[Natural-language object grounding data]

* * * * * * *

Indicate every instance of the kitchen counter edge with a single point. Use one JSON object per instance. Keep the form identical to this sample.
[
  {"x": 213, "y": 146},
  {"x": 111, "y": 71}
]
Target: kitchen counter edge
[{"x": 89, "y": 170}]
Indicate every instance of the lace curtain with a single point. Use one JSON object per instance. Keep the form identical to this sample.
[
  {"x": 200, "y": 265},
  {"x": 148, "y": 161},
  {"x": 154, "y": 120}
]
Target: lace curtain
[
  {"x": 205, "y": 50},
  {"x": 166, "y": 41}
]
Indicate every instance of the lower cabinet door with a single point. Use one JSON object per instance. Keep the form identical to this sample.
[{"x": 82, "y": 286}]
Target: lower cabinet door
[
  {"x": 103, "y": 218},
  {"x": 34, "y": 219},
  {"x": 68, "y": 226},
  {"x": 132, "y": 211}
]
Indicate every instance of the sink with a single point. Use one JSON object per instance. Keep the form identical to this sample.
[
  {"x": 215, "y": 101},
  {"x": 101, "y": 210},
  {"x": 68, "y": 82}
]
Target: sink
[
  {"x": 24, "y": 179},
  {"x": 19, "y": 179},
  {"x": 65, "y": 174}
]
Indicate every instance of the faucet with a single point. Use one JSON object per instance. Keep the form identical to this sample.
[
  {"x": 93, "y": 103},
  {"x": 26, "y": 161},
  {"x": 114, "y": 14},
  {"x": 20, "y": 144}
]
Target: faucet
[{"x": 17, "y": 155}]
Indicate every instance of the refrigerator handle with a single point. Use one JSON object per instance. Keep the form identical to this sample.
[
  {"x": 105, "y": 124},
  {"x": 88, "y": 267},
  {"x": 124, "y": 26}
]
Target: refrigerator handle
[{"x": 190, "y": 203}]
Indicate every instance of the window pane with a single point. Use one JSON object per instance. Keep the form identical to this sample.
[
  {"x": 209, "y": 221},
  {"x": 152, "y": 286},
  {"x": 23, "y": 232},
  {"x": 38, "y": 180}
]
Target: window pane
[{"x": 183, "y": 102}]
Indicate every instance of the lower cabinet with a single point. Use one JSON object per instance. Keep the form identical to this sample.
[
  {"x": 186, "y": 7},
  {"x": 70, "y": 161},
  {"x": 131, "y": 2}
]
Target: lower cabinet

* * * * * * *

The task requires each record above to be restated exactly.

Indicate every instance of the kitchen counter edge with a single point. Use one JSON object per instance. Keep the form identical to this sample.
[
  {"x": 213, "y": 146},
  {"x": 111, "y": 71}
]
Target: kitchen counter edge
[{"x": 89, "y": 170}]
Indicate every instance of the lace curtain with a single point. Use one JSON object per instance. Keep the form identical to this sample.
[
  {"x": 200, "y": 265},
  {"x": 148, "y": 161},
  {"x": 154, "y": 120}
]
Target: lace curtain
[
  {"x": 205, "y": 50},
  {"x": 166, "y": 41}
]
Indicate every instance of the lower cabinet door with a single point. Use one JSON object per instance. Keep the form identical to this sample.
[{"x": 82, "y": 286}]
Target: lower cabinet door
[
  {"x": 103, "y": 218},
  {"x": 34, "y": 219},
  {"x": 68, "y": 226},
  {"x": 132, "y": 211}
]
Indicate every instance of the sink with a single point. Use one JSON object per instance. Keep the form identical to this sample.
[
  {"x": 215, "y": 101},
  {"x": 101, "y": 210},
  {"x": 68, "y": 82}
]
Target: sink
[
  {"x": 24, "y": 179},
  {"x": 19, "y": 179},
  {"x": 65, "y": 174}
]
Indicate every instance of the faucet with a single point. Use one JSON object per instance. Keep the form identical to this sample.
[
  {"x": 93, "y": 103},
  {"x": 26, "y": 161},
  {"x": 114, "y": 14},
  {"x": 20, "y": 144}
]
Target: faucet
[{"x": 17, "y": 155}]
Indicate every instance of the refrigerator handle with a single point. Use one JSON object per instance. Keep the form identical to this sample.
[
  {"x": 105, "y": 124},
  {"x": 88, "y": 267},
  {"x": 124, "y": 26}
]
Target: refrigerator handle
[{"x": 190, "y": 203}]
Indicate every instance of the window pane with a single point. Use one JSON object per instance. Keep the form identical to this sample.
[
  {"x": 209, "y": 221},
  {"x": 152, "y": 286},
  {"x": 23, "y": 232},
  {"x": 38, "y": 180}
]
Target: window pane
[{"x": 183, "y": 102}]
Indicate every instance of the lower cabinet with a single point. Use one JSON object per instance. Keep the form identical to this sample.
[
  {"x": 186, "y": 7},
  {"x": 70, "y": 161},
  {"x": 131, "y": 2}
]
Target: lower cabinet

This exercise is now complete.